SOURCE PASSAGE:
Aroostook County – Having a mammogram at TAMC on Wednesday, February 4 pays in more ways than one as the medical center, in partnership with the Aroostook County Action Program’s (ACAP) Healthy Aroostook project and Daigle Oil Company, mark World Cancer Day by providing CITGO gas cards to those who receive the breast health screening.
TAMC, ACAP/Healthy Aroostook and DOC are collaborating to stress the importance of having regular life-saving mammograms on World Cancer Day, a global event designed to raise awareness of cancer, its prevention, detection and treatment,. The significance of the day makes it the perfect opportunity to promote the idea of early detection and to bring local awareness to the importance of getting the screening as a crucial step in the fight against breast cancer.
“Early detection means early treatment and improving a woman’s chances of beating the disease. It may also mean more treatment options with a small cancer, and treatments at an earlier stage will most likely have fewer side effects,” said TAMC’s Lead Mammographer Lana McNamee, R.T.(R)(M).

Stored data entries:

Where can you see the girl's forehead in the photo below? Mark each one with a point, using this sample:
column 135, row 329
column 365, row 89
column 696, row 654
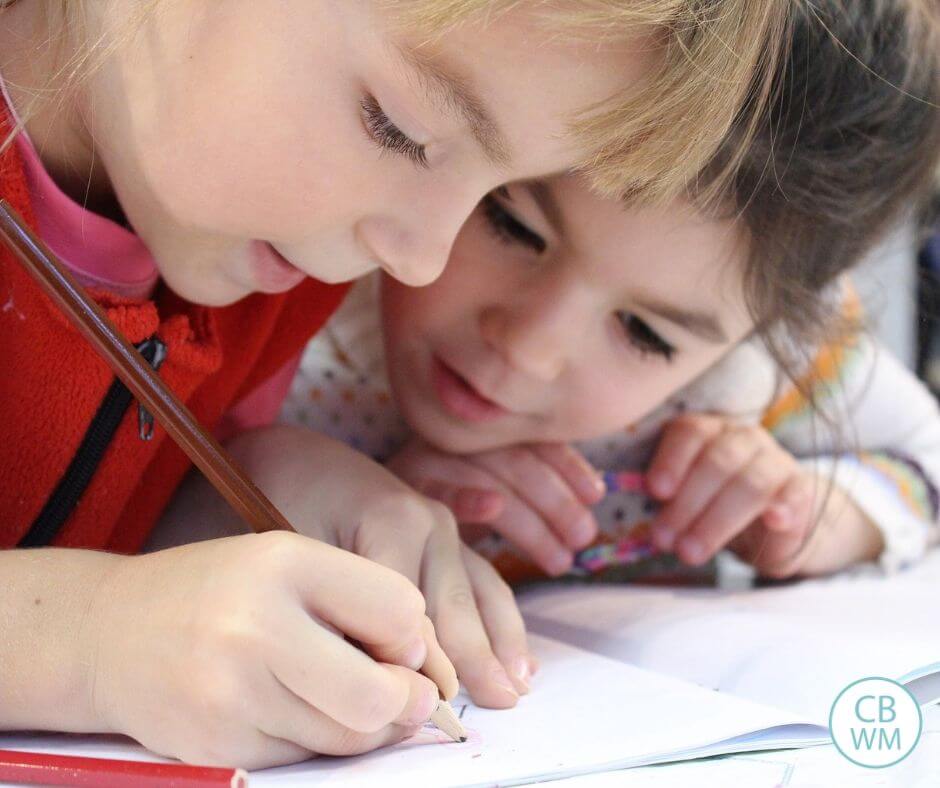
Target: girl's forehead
column 673, row 251
column 526, row 81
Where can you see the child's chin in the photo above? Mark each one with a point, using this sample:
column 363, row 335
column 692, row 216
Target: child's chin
column 461, row 440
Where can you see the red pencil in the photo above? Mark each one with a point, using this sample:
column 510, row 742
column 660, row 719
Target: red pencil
column 45, row 769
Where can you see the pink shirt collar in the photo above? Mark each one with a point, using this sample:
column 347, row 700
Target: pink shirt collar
column 100, row 252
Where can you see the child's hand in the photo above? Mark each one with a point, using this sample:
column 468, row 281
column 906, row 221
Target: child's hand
column 724, row 484
column 232, row 652
column 538, row 496
column 328, row 491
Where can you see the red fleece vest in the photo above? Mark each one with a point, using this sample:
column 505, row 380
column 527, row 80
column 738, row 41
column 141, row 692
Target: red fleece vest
column 52, row 383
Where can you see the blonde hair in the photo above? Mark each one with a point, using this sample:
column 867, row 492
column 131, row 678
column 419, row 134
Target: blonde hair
column 718, row 58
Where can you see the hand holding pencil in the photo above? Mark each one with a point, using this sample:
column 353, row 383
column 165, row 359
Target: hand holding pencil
column 233, row 651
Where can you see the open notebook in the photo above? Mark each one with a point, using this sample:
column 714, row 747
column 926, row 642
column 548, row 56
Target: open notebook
column 637, row 676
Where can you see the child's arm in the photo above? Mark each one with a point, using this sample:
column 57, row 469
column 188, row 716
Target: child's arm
column 725, row 484
column 229, row 651
column 878, row 440
column 338, row 495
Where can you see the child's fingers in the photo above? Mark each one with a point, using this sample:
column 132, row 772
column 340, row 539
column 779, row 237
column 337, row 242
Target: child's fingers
column 735, row 507
column 437, row 666
column 468, row 504
column 792, row 507
column 682, row 441
column 722, row 459
column 372, row 604
column 453, row 608
column 304, row 726
column 539, row 485
column 574, row 469
column 523, row 527
column 348, row 686
column 502, row 618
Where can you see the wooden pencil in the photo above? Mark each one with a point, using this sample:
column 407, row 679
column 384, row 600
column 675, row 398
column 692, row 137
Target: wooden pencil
column 126, row 362
column 33, row 768
column 445, row 718
column 134, row 371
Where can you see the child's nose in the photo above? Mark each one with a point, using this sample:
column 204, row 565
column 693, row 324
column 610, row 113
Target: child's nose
column 412, row 257
column 411, row 241
column 535, row 344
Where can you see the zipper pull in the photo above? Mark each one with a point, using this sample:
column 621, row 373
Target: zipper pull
column 154, row 351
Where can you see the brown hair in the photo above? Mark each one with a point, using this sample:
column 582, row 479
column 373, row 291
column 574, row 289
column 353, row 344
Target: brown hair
column 717, row 57
column 716, row 63
column 850, row 141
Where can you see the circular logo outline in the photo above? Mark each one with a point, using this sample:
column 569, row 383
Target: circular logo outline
column 920, row 722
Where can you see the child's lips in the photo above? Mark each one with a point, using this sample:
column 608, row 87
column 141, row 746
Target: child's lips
column 273, row 273
column 460, row 398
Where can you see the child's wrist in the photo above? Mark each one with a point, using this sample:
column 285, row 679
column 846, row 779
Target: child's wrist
column 844, row 535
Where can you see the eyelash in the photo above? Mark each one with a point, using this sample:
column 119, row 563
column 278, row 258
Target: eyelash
column 388, row 136
column 643, row 338
column 507, row 228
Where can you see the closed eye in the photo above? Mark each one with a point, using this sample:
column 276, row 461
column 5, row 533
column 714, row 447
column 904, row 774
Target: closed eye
column 388, row 136
column 507, row 228
column 643, row 338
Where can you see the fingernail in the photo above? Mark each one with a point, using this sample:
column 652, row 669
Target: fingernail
column 584, row 531
column 424, row 709
column 533, row 666
column 501, row 679
column 692, row 550
column 663, row 537
column 661, row 484
column 416, row 655
column 780, row 513
column 559, row 563
column 597, row 487
column 520, row 668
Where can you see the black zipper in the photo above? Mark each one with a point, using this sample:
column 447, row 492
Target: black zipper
column 98, row 437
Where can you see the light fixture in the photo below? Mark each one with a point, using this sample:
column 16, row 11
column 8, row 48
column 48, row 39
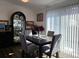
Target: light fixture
column 25, row 1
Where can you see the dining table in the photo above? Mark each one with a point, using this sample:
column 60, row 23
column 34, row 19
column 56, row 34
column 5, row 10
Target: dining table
column 40, row 40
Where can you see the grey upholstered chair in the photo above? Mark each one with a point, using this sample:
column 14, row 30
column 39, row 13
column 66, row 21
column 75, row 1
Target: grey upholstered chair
column 50, row 33
column 54, row 46
column 27, row 49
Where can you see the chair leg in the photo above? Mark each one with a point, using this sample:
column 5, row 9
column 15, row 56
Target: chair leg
column 57, row 55
column 22, row 53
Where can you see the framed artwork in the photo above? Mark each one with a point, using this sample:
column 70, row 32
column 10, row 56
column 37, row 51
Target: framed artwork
column 40, row 17
column 29, row 24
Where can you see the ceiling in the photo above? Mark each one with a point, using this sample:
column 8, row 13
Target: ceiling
column 43, row 3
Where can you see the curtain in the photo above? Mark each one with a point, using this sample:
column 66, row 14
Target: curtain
column 66, row 21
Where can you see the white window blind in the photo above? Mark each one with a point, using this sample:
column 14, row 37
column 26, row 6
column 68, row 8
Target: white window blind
column 66, row 22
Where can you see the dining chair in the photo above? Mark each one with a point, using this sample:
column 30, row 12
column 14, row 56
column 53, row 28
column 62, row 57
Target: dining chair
column 27, row 49
column 54, row 47
column 50, row 33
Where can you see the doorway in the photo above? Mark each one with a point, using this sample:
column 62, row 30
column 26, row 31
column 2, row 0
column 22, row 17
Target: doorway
column 18, row 22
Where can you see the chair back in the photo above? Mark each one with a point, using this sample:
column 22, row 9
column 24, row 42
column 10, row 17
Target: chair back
column 50, row 33
column 23, row 42
column 55, row 44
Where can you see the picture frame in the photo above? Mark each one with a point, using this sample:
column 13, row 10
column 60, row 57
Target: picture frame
column 29, row 23
column 40, row 17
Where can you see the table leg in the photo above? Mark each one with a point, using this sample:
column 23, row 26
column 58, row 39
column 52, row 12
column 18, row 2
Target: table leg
column 40, row 52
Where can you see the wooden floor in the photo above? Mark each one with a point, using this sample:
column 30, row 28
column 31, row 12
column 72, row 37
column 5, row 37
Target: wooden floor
column 11, row 52
column 15, row 52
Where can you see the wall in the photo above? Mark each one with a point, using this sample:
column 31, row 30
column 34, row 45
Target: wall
column 43, row 23
column 7, row 9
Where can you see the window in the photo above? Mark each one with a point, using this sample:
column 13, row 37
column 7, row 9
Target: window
column 66, row 22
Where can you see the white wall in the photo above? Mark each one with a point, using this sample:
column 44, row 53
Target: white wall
column 42, row 23
column 7, row 9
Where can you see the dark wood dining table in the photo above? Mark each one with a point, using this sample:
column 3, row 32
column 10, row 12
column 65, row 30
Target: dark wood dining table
column 40, row 41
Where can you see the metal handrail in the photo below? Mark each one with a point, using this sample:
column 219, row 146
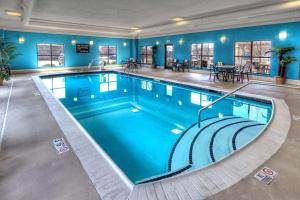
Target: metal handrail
column 219, row 99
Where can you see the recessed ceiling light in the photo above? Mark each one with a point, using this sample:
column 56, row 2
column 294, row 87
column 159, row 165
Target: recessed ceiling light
column 176, row 131
column 178, row 19
column 135, row 110
column 292, row 4
column 181, row 23
column 14, row 13
column 138, row 31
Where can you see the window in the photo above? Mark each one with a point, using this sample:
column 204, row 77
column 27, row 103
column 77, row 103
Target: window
column 202, row 54
column 146, row 55
column 146, row 85
column 108, row 82
column 50, row 55
column 57, row 86
column 255, row 53
column 108, row 54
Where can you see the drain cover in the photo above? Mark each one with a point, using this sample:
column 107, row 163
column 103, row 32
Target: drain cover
column 60, row 145
column 296, row 117
column 266, row 175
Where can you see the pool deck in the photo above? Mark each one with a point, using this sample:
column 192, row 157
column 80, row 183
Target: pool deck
column 30, row 163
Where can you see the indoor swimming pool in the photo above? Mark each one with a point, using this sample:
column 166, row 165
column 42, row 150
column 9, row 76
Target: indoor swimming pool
column 149, row 127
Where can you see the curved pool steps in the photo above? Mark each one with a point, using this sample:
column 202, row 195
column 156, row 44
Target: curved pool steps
column 200, row 145
column 220, row 143
column 180, row 154
column 242, row 130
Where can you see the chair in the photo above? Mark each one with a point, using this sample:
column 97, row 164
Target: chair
column 174, row 66
column 237, row 73
column 184, row 65
column 246, row 71
column 213, row 70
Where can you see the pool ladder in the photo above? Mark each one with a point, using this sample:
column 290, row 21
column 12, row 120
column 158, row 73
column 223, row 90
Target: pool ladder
column 216, row 101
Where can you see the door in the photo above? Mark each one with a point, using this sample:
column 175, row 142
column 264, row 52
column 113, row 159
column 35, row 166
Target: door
column 169, row 55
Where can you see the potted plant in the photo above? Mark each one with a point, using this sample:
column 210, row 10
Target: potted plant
column 7, row 54
column 4, row 75
column 154, row 50
column 283, row 61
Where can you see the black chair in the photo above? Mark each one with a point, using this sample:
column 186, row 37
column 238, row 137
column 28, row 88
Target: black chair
column 213, row 70
column 185, row 65
column 174, row 66
column 237, row 73
column 246, row 71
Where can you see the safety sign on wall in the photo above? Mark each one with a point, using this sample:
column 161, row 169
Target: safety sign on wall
column 60, row 145
column 266, row 175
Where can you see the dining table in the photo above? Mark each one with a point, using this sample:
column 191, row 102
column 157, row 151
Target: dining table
column 226, row 70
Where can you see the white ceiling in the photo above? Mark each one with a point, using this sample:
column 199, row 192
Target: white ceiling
column 115, row 18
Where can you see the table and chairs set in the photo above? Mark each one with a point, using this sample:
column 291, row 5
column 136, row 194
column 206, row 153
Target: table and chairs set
column 227, row 72
column 217, row 71
column 131, row 65
column 175, row 65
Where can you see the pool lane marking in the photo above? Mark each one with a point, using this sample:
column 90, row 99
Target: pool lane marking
column 5, row 114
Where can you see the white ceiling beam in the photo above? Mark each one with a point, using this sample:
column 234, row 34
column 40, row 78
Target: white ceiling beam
column 27, row 7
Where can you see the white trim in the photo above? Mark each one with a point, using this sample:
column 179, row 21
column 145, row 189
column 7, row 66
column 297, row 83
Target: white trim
column 5, row 114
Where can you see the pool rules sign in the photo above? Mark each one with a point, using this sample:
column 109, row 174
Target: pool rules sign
column 266, row 175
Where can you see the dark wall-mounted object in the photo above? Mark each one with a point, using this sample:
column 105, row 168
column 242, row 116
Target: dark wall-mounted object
column 82, row 48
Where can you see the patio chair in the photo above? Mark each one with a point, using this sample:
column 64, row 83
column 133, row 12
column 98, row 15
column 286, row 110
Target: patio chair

STUDY QUESTIONS:
1 > In the mammogram announcement, why does the lead mammographer say early detection of breast cancer matters?
2 > Repeat the mammogram announcement word for word between "Aroostook County –" and "against breast cancer.", inclusive.
3 > Write what comes next in the mammogram announcement, picking up after its last sentence.

RESULTS OF THE EXERCISE:
1 > She says early detection means early treatment and improves a woman's chances of beating the disease. Catching a small cancer may also allow more treatment options, and treatment at an earlier stage will most likely have fewer side effects.

2 >
Aroostook County – Having a mammogram at TAMC on Wednesday, February 4 pays in more ways than one as the medical center, in partnership with the Aroostook County Action Program’s (ACAP) Healthy Aroostook project and Daigle Oil Company, mark World Cancer Day by providing CITGO gas cards to those who receive the breast health screening.
TAMC, ACAP/Healthy Aroostook and DOC are collaborating to stress the importance of having regular life-saving mammograms on World Cancer Day, a global event designed to raise awareness of cancer, its prevention, detection and treatment,. The significance of the day makes it the perfect opportunity to promote the idea of early detection and to bring local awareness to the importance of getting the screening as a crucial step in the fight against breast cancer.

3 >
Cancer is the number two cause of death in Americans, with breast cancer the third leading cause of cancer deaths. In the United States in 2015, it is projected that there will be 127 women diagnosed with breast cancer out of every 100,000. The number is the same in Maine. Of those, it is projected that 23 per 100,000 will die from breast cancer in both the U.S. and Maine.
Each person receiving a mammogram at TAMC on February 4 will receive a $20 CITGO gas card, half of which ACAP/Healthy Aroostook will purchase and the other half of which comes in the form of matching funds courtesy of DOC. A noontime event will feature a new “pink” ambulance, which was recently added to the Crown Emergency Care fleet.
“It is hoped that this event will help raise local awareness and increase the number of women getting mammograms and working on healthier lifestyles with the ultimate goal of reducing the cancer rate,” said ACAP/Healthy Aroostook Community Education Specialist Jo-Ellen Kelley.
ACAP/Healthy Aroostook and TAMC partner on numerous community health-related events and education programs. The two non-profit organizations partnered with DOC to mark World Cancer Day in a similar fashion for the first time last year. Bringing DOC on board as a partner was a logical decision given the company’s outstanding reputation throughout the northern Maine for supporting cancer efforts.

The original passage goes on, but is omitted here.